● EXERCISE 1
In the article on lesbians' cancer risk factors, between which years were the seven lesbian health surveys conducted?
● EXERCISE 2
Retype the passage from the article on lesbians' cancer risk factors, starting with "To assess whether" and going on through "health survey data.".

● TEXT SHOWN

****************

Lesbians Are More Likely Than U.S. Women Overall to Have Risk Factors for Gynecologic and Breast Cancer
Lesbians and bisexual women in the United States have above-average prevalence rates of several risk factors for breast and gynecologic cancers, according to a study combining data from several lesbian health surveys.1 A comparison of these data with standardized estimates for all U.S. women suggests that lesbians and bisexual women are significantly more likely to be obese, smoke cigarettes and abuse alcohol (all known cancer risk factors). Furthermore, they are significantly less likely than average to have ever used oral contraceptives and to have ever been pregnant or given birth to a live infant (all shown to be protective against ovarian and endometrial cancer). Lesbians and bisexual women are also less likely than American women overall to have health insurance and to undergo cancer screenings. The breast cancer rate for lesbians in this study is not significantly different from that for American women overall.
To assess whether lesbians and bisexual women are at increased risk of certain cancers, researchers analyzed questionnaire responses from seven lesbian health surveys conducted in the United States between 1987 and 1996. Data from the surveys were pooled, and health and demographic variables were coded into a common format so they could be compared. Prevalence rates of health-related behaviors and self-reported breast cancer history were calculated from the pooled data and analyzed against data from two large, national samples of U.S. women, standardized to match the age, race and ethnicity, educational level and geographic location of the lesbian health survey data.

****************

● LISTED RECORDS
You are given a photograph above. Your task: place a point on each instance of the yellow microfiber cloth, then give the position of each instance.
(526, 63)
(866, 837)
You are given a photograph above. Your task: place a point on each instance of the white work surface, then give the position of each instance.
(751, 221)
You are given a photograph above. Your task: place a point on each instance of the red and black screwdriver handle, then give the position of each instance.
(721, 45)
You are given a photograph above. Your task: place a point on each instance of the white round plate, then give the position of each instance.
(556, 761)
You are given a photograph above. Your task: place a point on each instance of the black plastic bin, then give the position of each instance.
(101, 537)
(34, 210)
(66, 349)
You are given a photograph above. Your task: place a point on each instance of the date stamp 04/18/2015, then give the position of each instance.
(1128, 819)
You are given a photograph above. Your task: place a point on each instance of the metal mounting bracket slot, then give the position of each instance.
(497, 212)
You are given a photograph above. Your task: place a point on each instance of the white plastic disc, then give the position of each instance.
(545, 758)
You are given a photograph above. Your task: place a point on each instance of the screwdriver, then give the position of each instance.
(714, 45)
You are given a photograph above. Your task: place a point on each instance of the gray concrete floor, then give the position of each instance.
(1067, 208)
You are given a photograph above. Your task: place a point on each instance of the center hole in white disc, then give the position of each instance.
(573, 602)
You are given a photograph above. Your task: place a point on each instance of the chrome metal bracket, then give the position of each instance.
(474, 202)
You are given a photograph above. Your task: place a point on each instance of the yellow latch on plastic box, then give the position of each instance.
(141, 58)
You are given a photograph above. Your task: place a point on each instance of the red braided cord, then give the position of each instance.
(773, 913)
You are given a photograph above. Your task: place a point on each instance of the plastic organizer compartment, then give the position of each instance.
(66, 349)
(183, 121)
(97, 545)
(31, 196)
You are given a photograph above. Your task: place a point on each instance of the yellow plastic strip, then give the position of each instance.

****************

● ANSWER SECTION 1
The surveys were conducted between 1987 and 1996.

● ANSWER SECTION 2
To assess whether lesbians and bisexual women are at increased risk of certain cancers, researchers analyzed questionnaire responses from seven lesbian health surveys conducted in the United States between 1987 and 1996. Data from the surveys were pooled, and health and demographic variables were coded into a common format so they could be compared. Prevalence rates of health-related behaviors and self-reported breast cancer history were calculated from the pooled data and analyzed against data from two large, national samples of U.S. women, standardized to match the age, race and ethnicity, educational level and geographic location of the lesbian health survey data.